◆ GIVEN TASK ◆
Write the next part of the essay about becoming an educator, starting after its last sentence.

The Ruminations of a Former 10-Year-Old

old_classroomI am an educator.

There was a time in my life when I attempted to ignore the gravitational pull of my vocation, but I know now that the outcome was inevitable.  I remember the day the die was cast.  Mrs. Johnson, try as she might, could not make a math concept clear to one of my 5th grade classmates.  I knew what she meant, and I knew what he heard, and I knew the conflicting thoughts were hurtling toward an intersection of despair and frustration.  It wasn’t my place, but I just had to intervene.  The subsequent success left my classmate and my teacher relieved, and left me with the unspoken knowledge that I would one day have a classroom of my own.

That day in Mrs. Johnson’s class was the first time in my recollection that I considered instructional best practice, but it has remained a focus of mine ever since.  Thirty-four years later, I find myself discussing this very thing with the staff at Zionsville Middle School.  Instrutional best practice has changed quite a bit since my days at Lindbergh Elementary School.  Conceptually what was good practice then is still good practice today.  The difference is the number of tools that currently exists to allow teachers and students to use these practices as never before. 

It’s an exciting time to be an educator.  With 21st century tools, the means of getting to the minds of students are more numerous than ever before, and yet precision is enhanced as well, making improvements in both quality and quantity.  Access to the Internet provides a window to the world for our students, and authenticity — which Mrs. Johnson had to manufacture as best she could — abounds.  Collaboration, always an educational goal, is enhanced by giving access to documents to multiple users, allowing for multiple editors and the ability to view changes in real-time.  The audience for student work, an essential source for student motivation and purpose, is expanded beyond the eyes of the teacher.  Access to computers has fundamentally, for the better, changed the what, where, and how of education.  Exciting times, indeed.

It’s also a trying time to be an educator, however.  Media and politicians seem particularly interested in highlighting any shortcoming within the realm of public education.  Taxes, high-stakes testing, budget shortfalls, accountability, and failing schools dominate the discourse.  Funny, the word “learning” is rarely part of the discussion.  That is a pity.  Even worse, none of the things listed above really has anything to do with children or their learning experience.

(Image point annotation entries)
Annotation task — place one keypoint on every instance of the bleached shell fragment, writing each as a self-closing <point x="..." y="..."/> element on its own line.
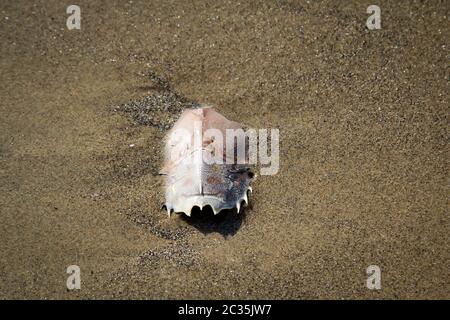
<point x="189" y="180"/>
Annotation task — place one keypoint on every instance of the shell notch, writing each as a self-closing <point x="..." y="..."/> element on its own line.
<point x="198" y="170"/>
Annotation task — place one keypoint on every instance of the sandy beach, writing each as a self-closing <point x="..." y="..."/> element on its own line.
<point x="364" y="148"/>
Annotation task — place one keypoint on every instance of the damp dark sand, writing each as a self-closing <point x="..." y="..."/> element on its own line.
<point x="363" y="119"/>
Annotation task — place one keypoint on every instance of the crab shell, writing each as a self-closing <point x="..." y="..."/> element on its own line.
<point x="190" y="180"/>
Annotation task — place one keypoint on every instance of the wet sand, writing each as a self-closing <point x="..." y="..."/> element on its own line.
<point x="363" y="119"/>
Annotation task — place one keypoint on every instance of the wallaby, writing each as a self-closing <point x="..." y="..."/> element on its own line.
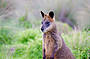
<point x="53" y="44"/>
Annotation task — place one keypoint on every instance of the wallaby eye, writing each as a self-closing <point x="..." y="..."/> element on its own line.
<point x="41" y="22"/>
<point x="47" y="23"/>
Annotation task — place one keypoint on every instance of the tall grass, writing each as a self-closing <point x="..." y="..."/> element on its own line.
<point x="27" y="44"/>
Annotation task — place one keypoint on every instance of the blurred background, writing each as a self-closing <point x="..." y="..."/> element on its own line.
<point x="20" y="20"/>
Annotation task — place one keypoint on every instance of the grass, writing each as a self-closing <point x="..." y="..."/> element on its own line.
<point x="27" y="44"/>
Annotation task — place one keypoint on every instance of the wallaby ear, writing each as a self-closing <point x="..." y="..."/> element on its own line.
<point x="42" y="14"/>
<point x="51" y="14"/>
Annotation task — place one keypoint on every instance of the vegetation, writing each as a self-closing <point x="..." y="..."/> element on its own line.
<point x="27" y="44"/>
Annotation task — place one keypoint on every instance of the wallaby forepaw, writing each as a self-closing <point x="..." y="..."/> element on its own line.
<point x="51" y="57"/>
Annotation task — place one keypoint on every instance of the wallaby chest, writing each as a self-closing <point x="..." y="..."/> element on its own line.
<point x="49" y="44"/>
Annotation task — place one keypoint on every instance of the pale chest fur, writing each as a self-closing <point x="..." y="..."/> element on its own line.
<point x="49" y="43"/>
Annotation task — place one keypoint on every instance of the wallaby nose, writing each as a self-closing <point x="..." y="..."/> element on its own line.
<point x="42" y="29"/>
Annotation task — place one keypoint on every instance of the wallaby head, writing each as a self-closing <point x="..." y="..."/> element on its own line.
<point x="48" y="22"/>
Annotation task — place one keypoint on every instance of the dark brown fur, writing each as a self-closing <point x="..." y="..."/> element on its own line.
<point x="53" y="44"/>
<point x="52" y="47"/>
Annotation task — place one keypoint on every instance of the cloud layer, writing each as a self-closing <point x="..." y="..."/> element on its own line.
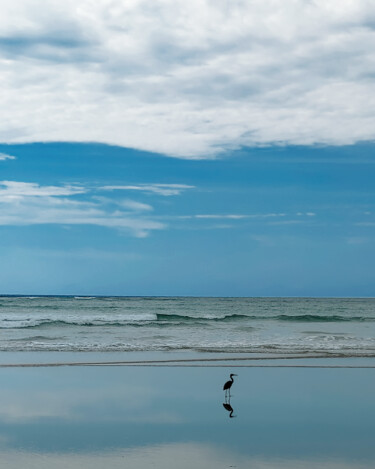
<point x="24" y="203"/>
<point x="188" y="79"/>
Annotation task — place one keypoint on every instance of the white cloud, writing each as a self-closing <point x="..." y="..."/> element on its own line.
<point x="188" y="79"/>
<point x="14" y="189"/>
<point x="159" y="189"/>
<point x="30" y="204"/>
<point x="4" y="156"/>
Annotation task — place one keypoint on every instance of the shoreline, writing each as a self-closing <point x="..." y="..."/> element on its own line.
<point x="180" y="359"/>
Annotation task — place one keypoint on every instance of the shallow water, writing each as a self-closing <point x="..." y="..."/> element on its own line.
<point x="174" y="418"/>
<point x="236" y="325"/>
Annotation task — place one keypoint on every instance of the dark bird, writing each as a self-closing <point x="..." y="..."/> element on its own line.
<point x="228" y="384"/>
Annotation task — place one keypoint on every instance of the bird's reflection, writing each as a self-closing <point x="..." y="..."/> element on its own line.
<point x="227" y="406"/>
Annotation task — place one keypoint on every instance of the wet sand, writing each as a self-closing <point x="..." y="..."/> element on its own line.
<point x="172" y="416"/>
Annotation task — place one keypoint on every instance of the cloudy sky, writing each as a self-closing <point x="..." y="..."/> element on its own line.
<point x="187" y="148"/>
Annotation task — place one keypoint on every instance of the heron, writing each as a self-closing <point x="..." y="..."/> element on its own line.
<point x="229" y="408"/>
<point x="228" y="384"/>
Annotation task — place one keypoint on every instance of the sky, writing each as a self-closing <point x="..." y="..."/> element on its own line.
<point x="187" y="148"/>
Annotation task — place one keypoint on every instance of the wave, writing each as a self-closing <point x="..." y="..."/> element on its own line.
<point x="162" y="319"/>
<point x="320" y="318"/>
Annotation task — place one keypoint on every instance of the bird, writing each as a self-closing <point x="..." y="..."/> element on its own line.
<point x="228" y="384"/>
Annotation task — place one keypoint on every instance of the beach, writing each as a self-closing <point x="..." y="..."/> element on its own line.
<point x="88" y="383"/>
<point x="173" y="416"/>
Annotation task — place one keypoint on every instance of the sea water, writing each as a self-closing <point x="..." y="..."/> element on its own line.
<point x="268" y="326"/>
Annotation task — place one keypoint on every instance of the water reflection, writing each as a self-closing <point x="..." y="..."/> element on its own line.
<point x="155" y="417"/>
<point x="229" y="408"/>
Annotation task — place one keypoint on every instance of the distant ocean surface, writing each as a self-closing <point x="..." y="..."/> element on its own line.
<point x="271" y="326"/>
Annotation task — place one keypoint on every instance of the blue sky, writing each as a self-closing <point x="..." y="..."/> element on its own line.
<point x="165" y="147"/>
<point x="96" y="219"/>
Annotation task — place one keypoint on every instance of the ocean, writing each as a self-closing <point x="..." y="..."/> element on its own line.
<point x="265" y="326"/>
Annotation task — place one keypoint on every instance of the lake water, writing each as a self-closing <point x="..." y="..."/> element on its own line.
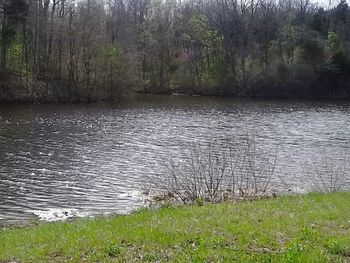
<point x="62" y="160"/>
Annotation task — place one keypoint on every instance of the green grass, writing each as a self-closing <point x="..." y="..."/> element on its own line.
<point x="307" y="228"/>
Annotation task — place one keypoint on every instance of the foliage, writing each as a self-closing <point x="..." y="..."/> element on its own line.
<point x="266" y="49"/>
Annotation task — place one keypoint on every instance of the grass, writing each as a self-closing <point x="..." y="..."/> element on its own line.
<point x="307" y="228"/>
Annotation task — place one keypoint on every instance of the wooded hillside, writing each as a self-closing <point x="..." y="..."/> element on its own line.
<point x="94" y="49"/>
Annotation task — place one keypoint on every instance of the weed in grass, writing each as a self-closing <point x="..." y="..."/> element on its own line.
<point x="336" y="247"/>
<point x="113" y="250"/>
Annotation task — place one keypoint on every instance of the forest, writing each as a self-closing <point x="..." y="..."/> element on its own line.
<point x="89" y="50"/>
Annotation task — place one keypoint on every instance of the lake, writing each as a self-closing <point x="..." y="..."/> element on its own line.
<point x="86" y="159"/>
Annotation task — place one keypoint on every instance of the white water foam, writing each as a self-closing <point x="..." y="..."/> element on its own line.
<point x="58" y="214"/>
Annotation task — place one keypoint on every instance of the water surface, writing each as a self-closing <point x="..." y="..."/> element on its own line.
<point x="96" y="158"/>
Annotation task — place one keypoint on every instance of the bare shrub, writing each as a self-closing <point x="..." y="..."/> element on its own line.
<point x="331" y="174"/>
<point x="216" y="171"/>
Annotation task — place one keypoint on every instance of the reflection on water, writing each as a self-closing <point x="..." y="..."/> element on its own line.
<point x="94" y="158"/>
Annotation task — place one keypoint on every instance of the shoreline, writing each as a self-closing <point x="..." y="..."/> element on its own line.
<point x="283" y="229"/>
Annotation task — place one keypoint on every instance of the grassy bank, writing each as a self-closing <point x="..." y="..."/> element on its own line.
<point x="310" y="228"/>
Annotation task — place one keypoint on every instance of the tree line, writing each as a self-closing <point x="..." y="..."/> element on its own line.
<point x="105" y="48"/>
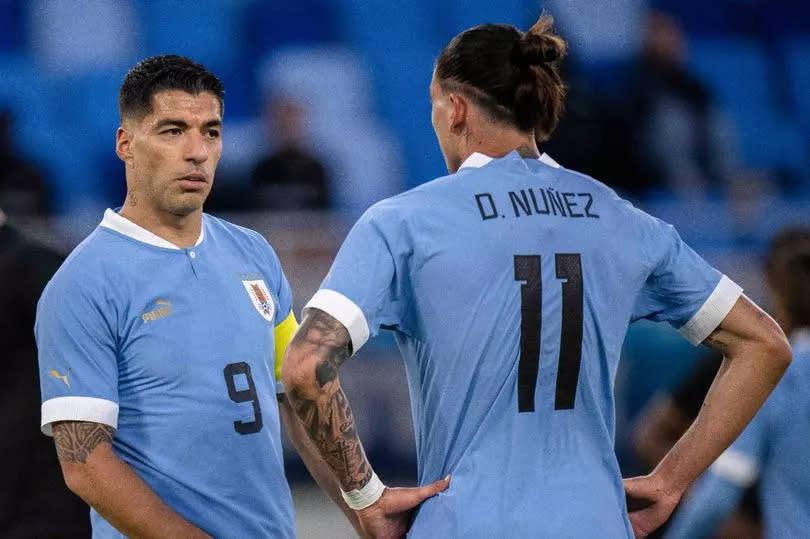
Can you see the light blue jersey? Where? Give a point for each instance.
(773, 450)
(510, 286)
(175, 348)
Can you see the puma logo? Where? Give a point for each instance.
(62, 377)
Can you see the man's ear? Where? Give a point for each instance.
(123, 143)
(460, 108)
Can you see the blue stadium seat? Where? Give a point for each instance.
(739, 73)
(797, 60)
(204, 30)
(401, 45)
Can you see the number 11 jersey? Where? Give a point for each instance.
(510, 286)
(177, 350)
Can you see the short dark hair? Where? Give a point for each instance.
(165, 72)
(787, 267)
(512, 75)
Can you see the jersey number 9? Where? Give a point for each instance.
(244, 395)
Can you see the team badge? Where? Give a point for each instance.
(261, 298)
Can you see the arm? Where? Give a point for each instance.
(316, 465)
(660, 425)
(756, 355)
(309, 372)
(110, 486)
(711, 499)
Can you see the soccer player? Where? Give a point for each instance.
(773, 448)
(160, 338)
(510, 285)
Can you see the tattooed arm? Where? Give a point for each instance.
(756, 355)
(310, 375)
(110, 486)
(317, 467)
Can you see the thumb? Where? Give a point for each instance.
(635, 485)
(412, 497)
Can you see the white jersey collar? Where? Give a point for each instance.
(478, 160)
(122, 225)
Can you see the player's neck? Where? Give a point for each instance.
(501, 142)
(182, 231)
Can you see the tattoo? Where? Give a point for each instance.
(526, 151)
(329, 337)
(76, 440)
(327, 415)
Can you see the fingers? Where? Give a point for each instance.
(403, 499)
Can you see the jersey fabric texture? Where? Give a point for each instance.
(176, 350)
(773, 450)
(510, 286)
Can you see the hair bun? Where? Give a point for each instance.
(534, 50)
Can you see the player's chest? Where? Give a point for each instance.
(186, 320)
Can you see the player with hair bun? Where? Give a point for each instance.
(509, 285)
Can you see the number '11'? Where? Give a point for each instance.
(568, 267)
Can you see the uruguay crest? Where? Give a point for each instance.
(261, 298)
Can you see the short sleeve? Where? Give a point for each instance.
(363, 289)
(683, 289)
(284, 322)
(77, 356)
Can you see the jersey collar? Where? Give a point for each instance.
(122, 225)
(478, 160)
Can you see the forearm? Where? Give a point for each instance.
(748, 375)
(328, 420)
(112, 487)
(318, 468)
(309, 372)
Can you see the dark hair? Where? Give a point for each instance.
(513, 76)
(787, 267)
(166, 72)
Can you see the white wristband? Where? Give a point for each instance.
(358, 499)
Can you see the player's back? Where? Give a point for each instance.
(522, 278)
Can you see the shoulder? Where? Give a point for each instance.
(222, 228)
(244, 239)
(88, 271)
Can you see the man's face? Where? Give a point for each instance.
(441, 116)
(172, 153)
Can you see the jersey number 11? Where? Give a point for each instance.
(527, 269)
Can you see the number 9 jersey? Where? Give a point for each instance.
(510, 286)
(179, 350)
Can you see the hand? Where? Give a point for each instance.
(390, 516)
(649, 503)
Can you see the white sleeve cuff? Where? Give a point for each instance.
(344, 311)
(78, 409)
(713, 311)
(736, 467)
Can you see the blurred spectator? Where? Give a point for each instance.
(22, 188)
(666, 419)
(594, 135)
(34, 501)
(291, 178)
(683, 142)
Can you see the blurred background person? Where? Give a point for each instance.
(773, 448)
(291, 177)
(682, 140)
(664, 420)
(358, 71)
(34, 501)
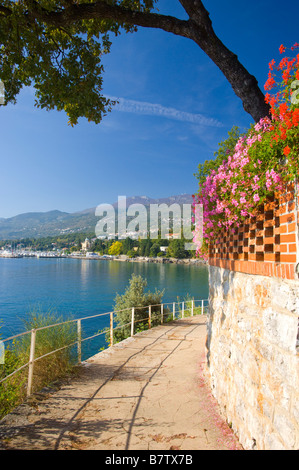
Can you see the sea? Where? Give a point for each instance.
(80, 288)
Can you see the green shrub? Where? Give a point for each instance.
(46, 370)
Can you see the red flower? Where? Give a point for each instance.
(282, 49)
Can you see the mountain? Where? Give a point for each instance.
(55, 222)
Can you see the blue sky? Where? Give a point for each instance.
(175, 106)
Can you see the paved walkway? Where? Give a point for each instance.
(146, 393)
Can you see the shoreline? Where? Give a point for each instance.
(120, 258)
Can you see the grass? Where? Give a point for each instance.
(46, 370)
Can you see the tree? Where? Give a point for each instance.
(56, 46)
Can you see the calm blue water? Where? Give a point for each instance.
(85, 287)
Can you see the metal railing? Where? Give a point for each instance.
(178, 310)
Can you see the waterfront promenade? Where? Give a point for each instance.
(146, 393)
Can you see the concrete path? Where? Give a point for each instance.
(146, 393)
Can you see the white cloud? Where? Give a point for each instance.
(150, 109)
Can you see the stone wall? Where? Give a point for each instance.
(252, 361)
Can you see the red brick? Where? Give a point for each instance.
(292, 227)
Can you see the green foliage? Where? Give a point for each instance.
(60, 59)
(135, 296)
(226, 148)
(176, 249)
(46, 370)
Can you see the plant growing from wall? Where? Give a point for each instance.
(262, 162)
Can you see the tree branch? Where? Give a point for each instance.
(100, 9)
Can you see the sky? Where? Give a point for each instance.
(175, 106)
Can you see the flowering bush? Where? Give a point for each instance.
(262, 161)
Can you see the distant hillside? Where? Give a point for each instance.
(53, 223)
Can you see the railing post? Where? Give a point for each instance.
(150, 316)
(132, 322)
(31, 362)
(79, 336)
(111, 329)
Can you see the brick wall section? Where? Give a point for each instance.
(266, 244)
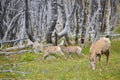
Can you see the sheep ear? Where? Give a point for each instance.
(107, 36)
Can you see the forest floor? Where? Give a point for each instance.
(31, 66)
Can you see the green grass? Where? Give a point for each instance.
(33, 67)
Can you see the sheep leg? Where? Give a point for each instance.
(107, 56)
(46, 55)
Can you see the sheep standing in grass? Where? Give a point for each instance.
(101, 46)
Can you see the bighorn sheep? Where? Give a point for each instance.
(101, 46)
(48, 50)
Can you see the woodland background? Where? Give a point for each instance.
(77, 22)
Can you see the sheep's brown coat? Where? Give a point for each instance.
(71, 49)
(101, 46)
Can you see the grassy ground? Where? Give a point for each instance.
(31, 66)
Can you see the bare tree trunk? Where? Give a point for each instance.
(53, 20)
(65, 31)
(28, 28)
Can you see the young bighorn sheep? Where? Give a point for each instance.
(48, 50)
(71, 49)
(101, 46)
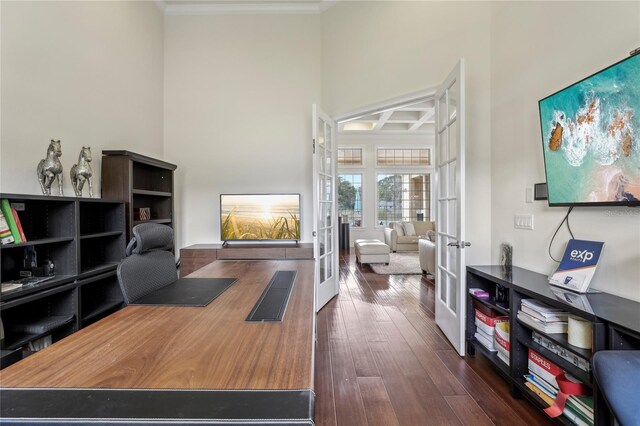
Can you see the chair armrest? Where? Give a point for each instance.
(391, 238)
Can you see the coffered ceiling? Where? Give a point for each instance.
(418, 117)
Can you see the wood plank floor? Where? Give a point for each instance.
(381, 360)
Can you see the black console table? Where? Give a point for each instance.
(615, 324)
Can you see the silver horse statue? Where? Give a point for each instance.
(81, 172)
(50, 168)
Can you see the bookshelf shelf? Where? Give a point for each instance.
(83, 238)
(492, 356)
(491, 303)
(581, 375)
(615, 324)
(151, 193)
(38, 242)
(101, 235)
(143, 182)
(538, 402)
(164, 221)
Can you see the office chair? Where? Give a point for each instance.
(617, 373)
(149, 264)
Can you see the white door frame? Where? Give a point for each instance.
(325, 211)
(451, 287)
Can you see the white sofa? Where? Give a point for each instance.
(400, 236)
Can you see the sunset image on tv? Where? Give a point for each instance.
(260, 217)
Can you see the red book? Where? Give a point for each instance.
(544, 368)
(491, 322)
(18, 224)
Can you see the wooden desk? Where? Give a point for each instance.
(187, 348)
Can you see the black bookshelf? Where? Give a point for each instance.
(85, 240)
(615, 323)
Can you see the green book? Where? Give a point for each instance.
(8, 215)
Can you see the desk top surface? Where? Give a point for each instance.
(212, 347)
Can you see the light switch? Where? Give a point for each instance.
(528, 197)
(523, 221)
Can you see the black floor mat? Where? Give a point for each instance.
(273, 302)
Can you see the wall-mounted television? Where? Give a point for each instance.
(259, 217)
(591, 139)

◆ THE OUTPUT ◆
Our 1:1 program is not the way of the future, as many would describe it, but the way of the present — and even then it was a few years late in its arrival.  But more and more I’m beginning to understand that we are making a mistake in calling it a “program.”  It is not a program with a step-by-step procedure or a start date and an end point.  It is not a separate curriculum.  It is using best practice.  It is using every tool available to make a child’s learning experience the most it can be.  It is exposure to authentic and varied materials.  It is developing a way of thinking and problem-solving not possible with traditional tools.  It is education as it should be, and any other way is inferior.  Our task, ultimately, is to prepare students for their future, not for our past.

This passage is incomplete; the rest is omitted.